▶ **Exercise**:
Rewrite the records below, swapping "one point per instance" for "a single point per instance" everywhere it occurs and leaving everything else unchanged.

(Records from a dataset)
◆ ◆ ◆ ◆ ◆ ◆ ◆
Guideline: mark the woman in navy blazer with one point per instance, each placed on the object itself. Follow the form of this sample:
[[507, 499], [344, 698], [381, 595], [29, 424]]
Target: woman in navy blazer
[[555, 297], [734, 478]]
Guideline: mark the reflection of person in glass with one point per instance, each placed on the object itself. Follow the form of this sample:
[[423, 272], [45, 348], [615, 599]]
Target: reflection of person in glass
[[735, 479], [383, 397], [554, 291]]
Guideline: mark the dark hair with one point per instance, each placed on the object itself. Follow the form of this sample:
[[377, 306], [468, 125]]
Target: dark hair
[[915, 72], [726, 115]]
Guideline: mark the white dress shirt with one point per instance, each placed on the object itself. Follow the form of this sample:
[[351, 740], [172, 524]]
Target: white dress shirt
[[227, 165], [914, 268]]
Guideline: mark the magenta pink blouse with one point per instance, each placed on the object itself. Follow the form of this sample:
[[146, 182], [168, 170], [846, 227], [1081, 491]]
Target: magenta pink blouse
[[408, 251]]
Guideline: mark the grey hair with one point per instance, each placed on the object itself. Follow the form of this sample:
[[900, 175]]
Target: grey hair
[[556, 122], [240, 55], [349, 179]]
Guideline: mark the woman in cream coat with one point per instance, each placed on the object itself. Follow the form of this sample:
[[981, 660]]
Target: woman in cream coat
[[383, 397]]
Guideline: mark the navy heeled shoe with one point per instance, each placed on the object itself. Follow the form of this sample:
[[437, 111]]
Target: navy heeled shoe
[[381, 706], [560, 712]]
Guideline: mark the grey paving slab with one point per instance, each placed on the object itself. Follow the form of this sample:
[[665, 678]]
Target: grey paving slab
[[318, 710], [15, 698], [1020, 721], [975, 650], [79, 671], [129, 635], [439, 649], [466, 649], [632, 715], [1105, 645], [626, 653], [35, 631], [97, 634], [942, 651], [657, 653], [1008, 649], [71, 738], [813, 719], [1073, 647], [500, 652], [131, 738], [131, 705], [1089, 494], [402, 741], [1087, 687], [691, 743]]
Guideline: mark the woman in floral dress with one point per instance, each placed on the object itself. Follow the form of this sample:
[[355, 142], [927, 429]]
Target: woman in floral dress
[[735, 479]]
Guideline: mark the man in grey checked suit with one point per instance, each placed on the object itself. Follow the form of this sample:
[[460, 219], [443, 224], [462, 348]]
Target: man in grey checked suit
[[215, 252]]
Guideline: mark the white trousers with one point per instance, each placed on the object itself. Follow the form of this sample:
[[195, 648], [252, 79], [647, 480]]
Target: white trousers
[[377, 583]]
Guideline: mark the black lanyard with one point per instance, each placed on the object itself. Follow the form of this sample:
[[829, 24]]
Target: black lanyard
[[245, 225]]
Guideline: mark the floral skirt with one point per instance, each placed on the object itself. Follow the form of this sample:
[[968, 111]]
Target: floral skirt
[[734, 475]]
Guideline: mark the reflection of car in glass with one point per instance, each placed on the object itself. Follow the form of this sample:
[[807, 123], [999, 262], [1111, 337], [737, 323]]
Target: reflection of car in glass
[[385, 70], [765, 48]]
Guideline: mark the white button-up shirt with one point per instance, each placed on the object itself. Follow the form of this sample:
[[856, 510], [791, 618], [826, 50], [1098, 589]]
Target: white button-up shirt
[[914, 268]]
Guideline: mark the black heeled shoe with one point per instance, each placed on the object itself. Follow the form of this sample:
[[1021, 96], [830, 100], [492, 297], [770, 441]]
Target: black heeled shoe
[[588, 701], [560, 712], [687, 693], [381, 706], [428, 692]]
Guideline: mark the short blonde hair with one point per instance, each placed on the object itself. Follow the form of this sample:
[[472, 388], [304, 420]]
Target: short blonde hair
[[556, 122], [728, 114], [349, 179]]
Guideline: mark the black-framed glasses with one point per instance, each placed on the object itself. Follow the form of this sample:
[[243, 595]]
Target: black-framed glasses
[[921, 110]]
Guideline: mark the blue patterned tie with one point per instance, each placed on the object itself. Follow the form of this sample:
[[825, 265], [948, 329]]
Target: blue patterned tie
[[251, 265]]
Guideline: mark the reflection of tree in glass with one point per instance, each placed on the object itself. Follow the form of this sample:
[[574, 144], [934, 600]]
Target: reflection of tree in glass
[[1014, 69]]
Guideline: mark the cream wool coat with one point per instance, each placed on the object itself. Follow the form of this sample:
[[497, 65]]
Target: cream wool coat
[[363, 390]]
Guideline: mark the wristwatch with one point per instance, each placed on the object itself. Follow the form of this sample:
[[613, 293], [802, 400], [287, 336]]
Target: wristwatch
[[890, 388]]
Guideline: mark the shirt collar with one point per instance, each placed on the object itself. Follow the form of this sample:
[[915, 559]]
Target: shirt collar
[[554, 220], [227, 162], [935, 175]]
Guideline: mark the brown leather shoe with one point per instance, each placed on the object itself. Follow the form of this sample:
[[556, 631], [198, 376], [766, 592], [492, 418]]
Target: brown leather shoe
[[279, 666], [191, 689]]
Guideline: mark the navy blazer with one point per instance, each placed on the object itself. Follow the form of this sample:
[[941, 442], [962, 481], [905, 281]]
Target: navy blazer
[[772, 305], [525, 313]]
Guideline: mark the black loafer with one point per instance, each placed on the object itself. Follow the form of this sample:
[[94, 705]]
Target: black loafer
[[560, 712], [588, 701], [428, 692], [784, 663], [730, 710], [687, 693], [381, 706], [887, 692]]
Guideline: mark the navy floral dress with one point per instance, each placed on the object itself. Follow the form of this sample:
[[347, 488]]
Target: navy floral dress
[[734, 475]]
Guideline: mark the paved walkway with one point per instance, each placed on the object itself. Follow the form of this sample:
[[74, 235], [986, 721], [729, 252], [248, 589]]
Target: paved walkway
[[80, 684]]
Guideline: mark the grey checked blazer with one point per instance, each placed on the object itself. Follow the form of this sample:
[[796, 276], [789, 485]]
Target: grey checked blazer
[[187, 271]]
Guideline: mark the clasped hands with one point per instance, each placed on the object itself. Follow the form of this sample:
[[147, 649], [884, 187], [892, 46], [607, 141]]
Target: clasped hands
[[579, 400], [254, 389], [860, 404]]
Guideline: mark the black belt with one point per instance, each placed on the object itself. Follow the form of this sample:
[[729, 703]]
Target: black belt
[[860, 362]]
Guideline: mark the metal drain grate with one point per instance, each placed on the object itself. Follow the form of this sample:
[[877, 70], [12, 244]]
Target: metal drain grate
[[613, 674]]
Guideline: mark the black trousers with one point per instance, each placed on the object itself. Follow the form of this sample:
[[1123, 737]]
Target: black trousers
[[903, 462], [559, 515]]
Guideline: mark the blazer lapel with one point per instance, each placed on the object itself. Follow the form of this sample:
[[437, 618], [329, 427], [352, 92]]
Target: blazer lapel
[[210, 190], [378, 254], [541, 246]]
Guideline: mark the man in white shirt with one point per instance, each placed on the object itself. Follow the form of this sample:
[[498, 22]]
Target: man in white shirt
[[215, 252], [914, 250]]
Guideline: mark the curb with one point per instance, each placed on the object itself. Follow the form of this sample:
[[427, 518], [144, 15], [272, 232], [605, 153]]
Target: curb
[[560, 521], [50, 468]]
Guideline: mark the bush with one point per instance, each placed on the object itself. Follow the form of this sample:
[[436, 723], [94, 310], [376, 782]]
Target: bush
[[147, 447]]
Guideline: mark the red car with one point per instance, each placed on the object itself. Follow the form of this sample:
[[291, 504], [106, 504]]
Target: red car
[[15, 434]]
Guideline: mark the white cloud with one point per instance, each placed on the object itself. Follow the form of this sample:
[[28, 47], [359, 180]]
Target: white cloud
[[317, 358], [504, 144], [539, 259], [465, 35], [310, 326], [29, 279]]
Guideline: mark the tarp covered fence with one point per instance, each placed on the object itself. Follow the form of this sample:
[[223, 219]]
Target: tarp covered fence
◆ ◆ ◆ ◆ ◆ ◆ ◆
▶ **Task result**:
Guideline: mark the woman in navy blazer with a single point per instance, each placed on the object itself. Follow the form of this sample:
[[507, 499], [344, 698], [381, 595], [29, 424]]
Target: woman in navy blazer
[[555, 297], [734, 478]]
Guideline: mark the reflection of person in glass with a single point per instance, each placed on the object itself. Follow the form of this sample:
[[423, 272], [45, 348], [615, 599]]
Target: reflection of person in glass
[[735, 479], [383, 397], [554, 291]]
Guideline: mark the dark hair with a single point per instance, each placed on the object itself. Follow the form of this sample:
[[377, 306], [468, 125]]
Target: dark hair
[[915, 72], [726, 115]]
Guideline: mark the white dress shirt with a single point per instance, each placed on the object itself. Follow the form of this sample:
[[351, 740], [172, 524]]
Target: white dress shirt
[[227, 165], [914, 268]]
Guideline: mark the magenta pink blouse with a single point per instance, each placed on the object itself. Follow the form of this sample:
[[146, 182], [168, 170], [846, 227], [1081, 491]]
Target: magenta pink blouse
[[408, 251]]
Guideline: mark the grey hair with a single point per instance, each placed on the object itself. Follow the form of this sample:
[[900, 175]]
Target: grey hair
[[556, 122], [240, 55], [349, 179]]
Guideline: mark the woman in cream coat with a single point per instance, each placed on the object itself. Follow the form of this sample:
[[981, 660]]
Target: woman in cream coat
[[383, 397]]
Guideline: mark the navy heeled shoe with a single point per instance, each placed on the object itself. Follow the form of this sample:
[[437, 111]]
Target: navy heeled shoe
[[381, 706], [560, 712]]
Guideline: mark the grey paving slab with a single point per instance, each placed on the object itself. Follow the form of this sample:
[[665, 678]]
Target: grey paving slab
[[318, 710], [15, 698], [1020, 721], [975, 650], [79, 671], [129, 635], [439, 649], [466, 649], [632, 715], [1105, 645], [626, 653], [35, 631], [97, 634], [942, 651], [657, 653], [1008, 649], [71, 738], [813, 719], [1073, 647], [500, 652], [131, 738], [131, 705], [1089, 494], [402, 741], [1087, 687], [691, 743]]
Guideline: mark the woman in floral dress with a single point per instance, each placed on the object itself. Follow the form of this sample:
[[355, 142], [927, 429]]
Target: woman in floral dress
[[735, 479]]
Guideline: mark the man in grey checked suit with a single point per instance, each placed on the object itself. Follow the form of this sample:
[[460, 219], [443, 224], [462, 348]]
Target: man in grey checked suit
[[215, 252]]
Guideline: mark the white trousers with a single point per instance, each placed on the object itself. Follow the form of this sample:
[[195, 648], [252, 79], [647, 480]]
Target: white trousers
[[377, 583]]
Guideline: mark the black lanyard with a single point per instance, each placed on the object itself. Follow the form of this sample:
[[829, 24]]
Target: black lanyard
[[245, 225]]
Guideline: mark the floral skirt with a single point per instance, each placed on the object itself. Follow the form of this sample:
[[968, 111]]
Target: floral skirt
[[734, 475]]
Guideline: mark the reflection of car in glass with a single point per instance, each placed on the object itself. Follow the form of this sample:
[[807, 123], [999, 262], [1111, 337], [737, 323]]
Target: reflection of car in glass
[[385, 70], [765, 48]]
Guideline: mark the white button-up shirt with a single point per instance, each placed on the object itself. Follow the form of this sample:
[[856, 510], [791, 618], [826, 50], [1098, 589]]
Target: white button-up shirt
[[914, 268]]
Guideline: mark the black heeled shoe with a single point per instance, each placed on the object itself. Follow the form of this sample:
[[1021, 96], [830, 100], [492, 297], [770, 441]]
Target: black heeled shoe
[[588, 701], [560, 712], [687, 693], [381, 706], [428, 692]]
Guideline: mark the short blonde hair with a single point per instance, each placed on the object itself. Follow the form of this sample:
[[472, 388], [304, 420]]
Target: short blonde hair
[[556, 122], [728, 114], [349, 179]]
Guideline: mark the black-framed glasses with a single point per instance, each placed on the object itself. Follow the form of this sample:
[[243, 595]]
Target: black-framed glasses
[[921, 110]]
Guideline: mark the blue patterned tie with a single point per instance, each placed on the object itself. Follow the form of this sample:
[[825, 265], [948, 329]]
Target: blue patterned tie
[[251, 265]]
Guideline: mark the reflection of tree in glass with a single point per instance, each placed on the object itself. Follow the form of this sample:
[[574, 144], [934, 600]]
Target: reflection of tree in glass
[[1014, 69]]
Guideline: mark the cream wool coat with a single point per instance, each placed on the object itself. Follow the form of this sample:
[[497, 65]]
Target: cream wool coat
[[363, 390]]
Guideline: mark the wristwatch with a single point per instance, each placed on the object itself. Follow the form of this sample:
[[613, 293], [802, 400], [287, 336]]
Target: wristwatch
[[890, 388]]
Guideline: mark the shirt collar with a single point per instance, each placed on the object itself. Follow the form of this sample:
[[915, 559]]
Target: shirt collar
[[554, 220], [227, 162], [935, 175]]
Guideline: mark the brown leather shoe with a single point per instance, each placed on the object itself. Follow the form of this sample:
[[556, 631], [198, 376], [766, 592], [492, 418]]
Target: brown leather shoe
[[279, 666], [191, 689]]
Guideline: mark the navy blazer with a single point per instance, each placed on the object itself. Follow the form of this sample:
[[941, 442], [962, 481], [905, 281]]
Target: navy blazer
[[772, 305], [525, 313]]
Guideline: mark the black loafer with a single point per instance, each placed on the object itself. Follow the form of this sample:
[[94, 705]]
Target: black loafer
[[560, 712], [588, 701], [428, 692], [784, 663], [730, 710], [687, 693], [381, 706], [887, 692]]
Guideline: mark the navy floral dress with a single point per instance, each placed on the object itself. Follow the form of this sample:
[[347, 488]]
Target: navy floral dress
[[734, 475]]
Guideline: mark the paved walkway with a single point per instance, each placed on the object itself. Follow the form of this sample:
[[74, 235], [986, 721], [729, 252], [248, 589]]
Target: paved walkway
[[80, 684]]
Guideline: mark the grey checked blazer with a single point per instance, each placed on the object itself. Follow the form of this sample:
[[796, 276], [789, 485]]
Target: grey checked blazer
[[187, 271]]
Guideline: mark the clasped hands with a single point per instance, each placed on the object itself. Follow the form of this sample:
[[147, 649], [884, 187], [892, 46], [607, 141]]
Target: clasped hands
[[579, 400], [254, 389], [860, 404]]
Guideline: mark the black belt with a single point per instance, each placed on the object itself. Follow the form of this sample:
[[729, 703]]
Target: black belt
[[860, 362]]
Guideline: mark the metal drain grate with a single point per instance, each placed on the object itself. Follow the form of this sample:
[[877, 70], [12, 244]]
Target: metal drain grate
[[613, 674]]
Guideline: mark the black trousers with a single point per instance, each placed on the object itself. Follow the form of this sample:
[[1123, 737]]
Target: black trousers
[[903, 462], [559, 515]]
Guideline: mark the blazer lapel with a single point per instance, each placed on the object itself. Follow the form of this sample:
[[437, 618], [329, 427], [352, 92]]
Target: blazer lapel
[[210, 190], [378, 254], [541, 246]]
Guideline: mark the man in white shirt with a single point per instance, each placed on the object itself. Follow the form of this sample:
[[498, 22]]
Target: man in white shirt
[[215, 252], [914, 250]]
Guideline: mark the curb with a single point per instance, each placed on the object itself. Follow the form of this sample:
[[427, 518], [144, 15], [272, 232], [605, 153]]
Target: curb
[[560, 521], [50, 468]]
Guideline: mark the bush with a single point per instance, each placed on the object itself. Follow the form of this sample:
[[436, 723], [94, 310], [376, 782]]
Target: bush
[[147, 447]]
Guideline: mark the red car with a single point per instance, each placed on the object itself. Follow the form of this sample:
[[291, 504], [106, 504]]
Target: red car
[[15, 434]]
Guideline: mark the white cloud with a single point per instance, each placed on the object itself. Follow the form of this sample:
[[28, 47], [359, 180]]
Target: white cloud
[[317, 358], [504, 144], [539, 259], [465, 35], [310, 326], [29, 279]]
Guideline: mark the tarp covered fence with a single point per instance, each placed on the object itself. Follow the form of this sample:
[[223, 219]]
Target: tarp covered fence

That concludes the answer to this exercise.